_Text under study_.
Skip to content

Chat

The chat TUI runs conversational RAG against your database from the terminal. Streaming responses, expandable citations with visual grounding, multi-turn sessions, and a command palette for filtering and inspection.

Note

Requires the tui extra: pip install haiku.rag-slim[tui] (included in the full haiku.rag package).

Run it

haiku-rag chat
haiku-rag chat --db /path/to/database.lancedb
haiku-rag chat --model openai:gpt-4o

Chat TUI session against the rag-analysis skill

How it works

The chat is a Pydantic AI agent with the rag skill attached by default. Each turn the agent decides which tool to call next, runs hybrid search against your documents, expands context around the hits, may issue further searches, and answers with citations. You see streaming text and a live indicator of which tool is running.

The session is in-memory for the lifetime of the TUI. Conversation history is kept across turns so follow-up questions reuse prior context. Citations are tracked per turn and inspectable via the command palette. Clearing the chat resets the session and the agent's memory.

Citations and visual grounding

Each answer cites the chunks the agent used, with source document, page numbers, and section headings. Citations are expandable inline. Picture citations render the figure directly underneath the text snippet.

Expanded citation with an inline figure

For visual grounding of a text chunk (the chunk highlighted on its source page image), open the command palette and pick "Show visual grounding". This requires:

  • Documents processed via Docling with page images (default for PDFs).
  • A terminal that supports inline images (iTerm2, WezTerm, Kitty).
  • A stored DoclingDocument on the document. Plain text added via haiku-rag add doesn't have it.

You can also render visual grounding from the CLI without launching the TUI:

haiku-rag visualize <chunk_id>

Command palette

Ctrl+P opens the palette.

_Supplied material_.

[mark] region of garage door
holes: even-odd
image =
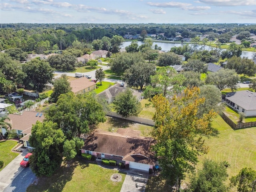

_Work instruction_. Quote the passage of the chat TUI page above from "Chat TUI session" up to and including "tool is running.".

_Finished exercise_.
Chat TUI session against the rag-analysis skill

How it works

The chat is a Pydantic AI agent with the rag skill attached by default. Each turn the agent decides which tool to call next, runs hybrid search against your documents, expands context around the hits, may issue further searches, and answers with citations. You see streaming text and a live indicator of which tool is running.